Begin Data supplied
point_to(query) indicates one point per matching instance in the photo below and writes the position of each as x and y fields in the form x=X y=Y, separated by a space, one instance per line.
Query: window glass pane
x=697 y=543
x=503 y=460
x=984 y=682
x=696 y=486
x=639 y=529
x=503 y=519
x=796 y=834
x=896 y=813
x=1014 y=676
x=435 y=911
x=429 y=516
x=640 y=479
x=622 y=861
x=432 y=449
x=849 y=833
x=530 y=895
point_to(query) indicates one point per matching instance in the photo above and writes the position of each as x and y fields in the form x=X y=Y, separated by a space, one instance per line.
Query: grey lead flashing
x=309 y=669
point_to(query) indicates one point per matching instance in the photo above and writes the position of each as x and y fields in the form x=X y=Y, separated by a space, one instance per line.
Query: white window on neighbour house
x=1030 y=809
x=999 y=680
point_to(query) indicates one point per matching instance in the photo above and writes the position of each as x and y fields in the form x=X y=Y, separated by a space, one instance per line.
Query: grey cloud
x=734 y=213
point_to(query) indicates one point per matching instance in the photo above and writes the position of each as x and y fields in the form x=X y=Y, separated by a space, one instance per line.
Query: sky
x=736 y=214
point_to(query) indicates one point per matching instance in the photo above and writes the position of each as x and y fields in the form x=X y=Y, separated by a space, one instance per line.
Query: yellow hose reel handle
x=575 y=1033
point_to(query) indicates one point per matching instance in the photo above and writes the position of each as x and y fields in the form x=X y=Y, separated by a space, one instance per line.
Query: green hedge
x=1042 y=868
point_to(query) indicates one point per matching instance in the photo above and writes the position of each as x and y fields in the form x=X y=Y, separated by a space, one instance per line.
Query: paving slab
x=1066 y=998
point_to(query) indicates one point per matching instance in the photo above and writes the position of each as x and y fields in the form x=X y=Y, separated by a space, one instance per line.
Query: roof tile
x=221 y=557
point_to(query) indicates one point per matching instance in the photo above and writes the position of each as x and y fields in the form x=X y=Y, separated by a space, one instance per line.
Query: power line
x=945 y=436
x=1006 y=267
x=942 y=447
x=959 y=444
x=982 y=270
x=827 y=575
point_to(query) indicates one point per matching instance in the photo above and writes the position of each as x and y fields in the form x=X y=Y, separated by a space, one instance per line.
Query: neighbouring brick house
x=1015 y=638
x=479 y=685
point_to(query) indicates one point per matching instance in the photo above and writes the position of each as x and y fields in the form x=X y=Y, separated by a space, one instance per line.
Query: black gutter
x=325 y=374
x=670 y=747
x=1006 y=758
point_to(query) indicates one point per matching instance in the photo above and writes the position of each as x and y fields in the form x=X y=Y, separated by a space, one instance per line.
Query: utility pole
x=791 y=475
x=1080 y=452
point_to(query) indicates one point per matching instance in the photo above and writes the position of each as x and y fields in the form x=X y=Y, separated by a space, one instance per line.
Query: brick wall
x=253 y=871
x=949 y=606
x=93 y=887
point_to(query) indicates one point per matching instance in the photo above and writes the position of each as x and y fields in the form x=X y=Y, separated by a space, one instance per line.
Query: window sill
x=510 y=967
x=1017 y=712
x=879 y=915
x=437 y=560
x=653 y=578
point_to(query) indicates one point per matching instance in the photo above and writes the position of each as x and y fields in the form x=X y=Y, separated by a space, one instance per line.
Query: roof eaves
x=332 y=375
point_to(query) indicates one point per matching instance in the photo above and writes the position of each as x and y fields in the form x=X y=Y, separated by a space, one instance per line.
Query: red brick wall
End Data supplied
Rewrite every line of the records above as a numbered list, skipping any blank lines.

1. point_to(query) indicates one point per matching instance in the photo below and writes the position of each as x and y fields in the form x=X y=Y, separated by a space, one instance per line.
2. Query: window glass pane
3. x=697 y=543
4. x=503 y=460
5. x=984 y=682
6. x=696 y=486
7. x=639 y=529
8. x=503 y=519
9. x=796 y=834
10. x=896 y=813
11. x=1014 y=676
12. x=435 y=911
13. x=429 y=516
14. x=640 y=479
15. x=622 y=861
16. x=432 y=449
17. x=849 y=833
18. x=530 y=895
19. point_to(query) indicates one point per matching instance in the photo above and writes the position of each as x and y fields in the form x=X y=Y, separated by a space, one instance per line.
20. Query: grey lead flashing
21. x=309 y=669
22. point_to(query) indicates one point per matching instance in the photo above and writes the position of each as x and y fields in the form x=X y=Y, separated by a space, one instance per line.
23. Query: white window on neighbour house
24. x=1030 y=809
25. x=999 y=680
26. point_to(query) indicates one point per matching instance in the photo above and writes the position of each as x and y fields in the form x=X y=Y, separated by a space, one instance per line.
27. Query: grey cloud
28. x=734 y=213
29. point_to(query) indicates one point per matching instance in the photo above and writes the position of each as x and y fields in the form x=X y=Y, separated by a space, one instance per line.
30. Query: sky
31. x=736 y=214
32. point_to(query) indicates one point per matching instance in the photo above and writes the position of each as x and y fields in the form x=X y=Y, separated by a space, one instance per line.
33. Query: yellow hose reel handle
34. x=575 y=1033
35. point_to(query) indicates one point per matching instance in the photo above and writes the position of each as x and y fields in the form x=X y=Y, separated by a space, one instance per line.
36. Query: green hedge
37. x=1042 y=868
38. point_to(query) indicates one point per matching instance in the photo above and writes the position of each as x and y fields in the form x=X y=Y, separated by a space, one instance per line.
39. Query: paving slab
40. x=1066 y=998
41. point_to(query) indicates one point per matching instance in the photo above and writes the position of each as x and y fields in the form x=X y=Y, separated by a space, one instance per line.
42. Query: roof tile
43. x=221 y=557
44. point_to(query) indicates one point per matching instance in the photo above and writes the position of each as x and y fields in the form x=X y=Y, separated by a space, one instance per line.
45. Query: power line
46. x=945 y=436
47. x=1006 y=267
48. x=942 y=447
49. x=959 y=444
50. x=982 y=270
51. x=827 y=575
52. point_to(query) indicates one point per matching instance in the photo above and writes the position of each as x and y fields in the form x=X y=Y, separated by a space, one instance per line.
53. Query: neighbouring brick house
54. x=1015 y=638
55. x=479 y=685
56. point_to(query) indicates one point per matching instance in the photo above and writes the position of each as x and y fields in the form x=X y=Y, separated by a space, one instance per line.
57. Query: black gutter
58. x=325 y=374
59. x=670 y=747
60. x=1006 y=758
61. point_to(query) indicates one point per matching instance in the photo above and writes the position of each as x and y fields in the form x=X y=Y, separated by a space, one instance per line.
62. Query: utility pole
63. x=791 y=475
64. x=1080 y=452
65. point_to(query) indicates one point per matching instance in the photo above and writes the position of each as x and y fields in the form x=X y=Y, separated by a space, one instance per line.
66. Query: brick wall
67. x=253 y=871
68. x=949 y=606
69. x=93 y=887
70. point_to(query) indicates one point per matching instance in the photo above and writes the position of each as x and y fields in the form x=X y=Y, separated by a space, one instance per line.
71. Query: window sill
72. x=510 y=967
73. x=1017 y=712
74. x=879 y=915
75. x=437 y=560
76. x=653 y=578
77. point_to(query) indicates one point per matching instance in the photo above and writes the position of each as x and y fields in the form x=X y=Y, separated by a space, one instance per line.
78. Query: roof eaves
79. x=332 y=375
80. point_to(query) indicates one point per matching instance in the photo above and writes the position of each as x and y fields in the form x=X y=Y, separated by a space, one instance per line.
81. Query: red brick wall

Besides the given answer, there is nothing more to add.